* Given passage
▶
Wednesday, November 2, 2016

Former VP advises on new methods to fight climate change

LUDOVICK KAZOKA
AFRICA has been advised to come up with its own approach to address climate change if it is to make headway in the Paris Agreement on Climate change. The Agreement to take effect on November 4th is geared towards dealing with greenhouse gases emissions mitigation, adaption and financing in the year 2020.

The advice was made in Dar es Salaam yesterday by former Vice President Dr Mohamed Gharib Bilal, who said that although adaption is promoted as the only way forward; addressing African vulnerabilities must be the focus of the continent.
“Africa is a continent that consumes ready - made knowledge even when it’s not relevant to its specific context,” said the former VP while delivering a lecture on Coastal Environment and Climate Change at the ongoing Mwalimu Julius Nyerere Professorial Chair in the Environment and Climate Change.
Dr Bilal, who is this year’s Distinguished Nyerere Lecturer at the annual festival, pointed out the African vulnerabilities as poverty, hunger, malnutrition and deaths from preventable diseases and unplanned population growth.
“While the developed countries are concerned with mitigation of climate change, our key concern is how to address our basic vulnerabilities as climate change is interacting with these effects,” observed the nuclear scientist.
◀
* Set of tasks
**1)** From the climate change article, list the African vulnerabilities Dr Bilal pointed out.
**2)** Extend the climate change article by a few paragraphs, picking up after its final quotation.

* Supplied material
▶
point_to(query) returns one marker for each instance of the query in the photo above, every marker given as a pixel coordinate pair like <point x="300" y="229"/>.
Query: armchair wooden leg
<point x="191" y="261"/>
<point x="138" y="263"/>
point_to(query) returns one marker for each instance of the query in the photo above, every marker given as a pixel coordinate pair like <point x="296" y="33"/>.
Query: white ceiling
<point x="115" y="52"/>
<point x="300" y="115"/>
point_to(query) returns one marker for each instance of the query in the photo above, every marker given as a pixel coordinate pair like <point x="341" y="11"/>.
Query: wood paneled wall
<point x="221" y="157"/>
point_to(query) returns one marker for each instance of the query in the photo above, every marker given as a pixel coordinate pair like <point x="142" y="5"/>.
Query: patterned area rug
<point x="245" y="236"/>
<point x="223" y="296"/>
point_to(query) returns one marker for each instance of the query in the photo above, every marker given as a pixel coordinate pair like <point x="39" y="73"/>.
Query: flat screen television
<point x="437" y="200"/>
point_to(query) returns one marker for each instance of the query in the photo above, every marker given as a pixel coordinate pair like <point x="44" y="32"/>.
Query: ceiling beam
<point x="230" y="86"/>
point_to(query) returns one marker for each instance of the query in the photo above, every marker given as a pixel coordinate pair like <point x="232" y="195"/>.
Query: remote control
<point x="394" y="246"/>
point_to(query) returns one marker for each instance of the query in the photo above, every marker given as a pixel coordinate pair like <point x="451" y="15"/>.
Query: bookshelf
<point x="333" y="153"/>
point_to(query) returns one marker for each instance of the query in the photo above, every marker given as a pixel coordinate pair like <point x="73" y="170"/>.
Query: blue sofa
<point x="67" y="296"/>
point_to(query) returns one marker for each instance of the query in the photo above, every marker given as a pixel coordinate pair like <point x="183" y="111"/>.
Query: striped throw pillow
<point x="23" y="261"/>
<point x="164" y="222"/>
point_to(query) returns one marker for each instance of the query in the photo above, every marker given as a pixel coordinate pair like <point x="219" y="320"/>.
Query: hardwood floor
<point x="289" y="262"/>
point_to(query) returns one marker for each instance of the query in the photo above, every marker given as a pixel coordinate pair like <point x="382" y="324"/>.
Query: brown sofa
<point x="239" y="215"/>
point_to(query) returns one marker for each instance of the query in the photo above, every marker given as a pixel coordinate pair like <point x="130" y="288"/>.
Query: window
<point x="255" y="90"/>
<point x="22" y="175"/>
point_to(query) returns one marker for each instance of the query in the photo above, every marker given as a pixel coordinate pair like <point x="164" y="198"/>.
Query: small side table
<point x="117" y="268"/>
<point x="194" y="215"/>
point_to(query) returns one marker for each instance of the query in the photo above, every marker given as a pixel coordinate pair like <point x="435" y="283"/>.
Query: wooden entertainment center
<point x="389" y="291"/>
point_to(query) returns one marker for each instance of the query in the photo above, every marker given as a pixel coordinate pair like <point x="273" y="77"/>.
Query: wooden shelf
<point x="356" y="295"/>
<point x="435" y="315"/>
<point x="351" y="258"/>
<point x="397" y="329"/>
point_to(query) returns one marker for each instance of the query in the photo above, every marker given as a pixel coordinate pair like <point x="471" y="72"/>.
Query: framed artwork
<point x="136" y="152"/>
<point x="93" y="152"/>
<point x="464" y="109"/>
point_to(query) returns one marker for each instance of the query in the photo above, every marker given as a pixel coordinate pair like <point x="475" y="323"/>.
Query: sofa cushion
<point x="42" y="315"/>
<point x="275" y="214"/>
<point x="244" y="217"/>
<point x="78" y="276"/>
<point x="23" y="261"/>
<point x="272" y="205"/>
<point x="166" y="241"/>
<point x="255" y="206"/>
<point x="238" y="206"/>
◀
▶
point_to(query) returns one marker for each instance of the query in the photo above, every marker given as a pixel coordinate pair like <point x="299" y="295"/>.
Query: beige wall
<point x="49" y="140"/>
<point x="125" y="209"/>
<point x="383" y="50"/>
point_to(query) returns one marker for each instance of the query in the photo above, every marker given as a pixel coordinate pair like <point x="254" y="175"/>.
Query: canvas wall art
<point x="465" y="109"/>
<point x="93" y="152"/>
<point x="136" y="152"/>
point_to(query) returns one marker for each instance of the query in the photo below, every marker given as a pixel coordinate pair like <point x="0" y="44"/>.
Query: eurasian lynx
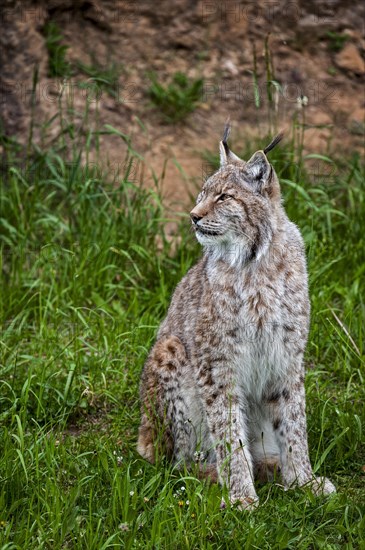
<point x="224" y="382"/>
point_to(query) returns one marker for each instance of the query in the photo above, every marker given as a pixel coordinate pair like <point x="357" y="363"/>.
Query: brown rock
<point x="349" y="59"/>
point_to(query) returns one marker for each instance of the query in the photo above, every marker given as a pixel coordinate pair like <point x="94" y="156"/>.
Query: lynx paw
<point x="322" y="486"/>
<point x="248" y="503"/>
◀
▶
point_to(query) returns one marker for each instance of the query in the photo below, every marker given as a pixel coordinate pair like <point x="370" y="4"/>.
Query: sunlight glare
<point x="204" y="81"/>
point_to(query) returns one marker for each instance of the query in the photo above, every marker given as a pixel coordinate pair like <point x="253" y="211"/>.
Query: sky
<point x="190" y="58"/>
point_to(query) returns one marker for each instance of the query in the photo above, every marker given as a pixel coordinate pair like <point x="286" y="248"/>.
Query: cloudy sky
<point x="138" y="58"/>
◀
* Answers to this exercise
**1)**
- Poverty
- Hunger
- Malnutrition
- Deaths from preventable diseases
- Unplanned population growth

**2)**
Dr Bilal said for the first time the Paris Agreement puts Africa on the centre stage and places it at the centre point of renewable energy deployment, saying fifty three out of fifty four African countries have now submitted their Intended Nationally Determined Contributions (INDCs).
“All of these countries have included renewable energy for their mitigation ambition and adaption in some cases,” he said. The former Vice President said further that the dynamics of climate change in Africa are not the dynamics of climate change in the developed world, noting that the differences should be brought to the fore as the continent hammers out negotiations at the global level.
“These are moral issues that we need to address for the sake of ourselves and for the sake of the future generations,” he said.
Dr Bilal pointed out the Kyoto Protocol that was meant to reduce carbon emissions failed due to unwillingness of the developed countries to change their development path and that the developed countries could deliver their financial pledges to support developing countries to cope with climate change.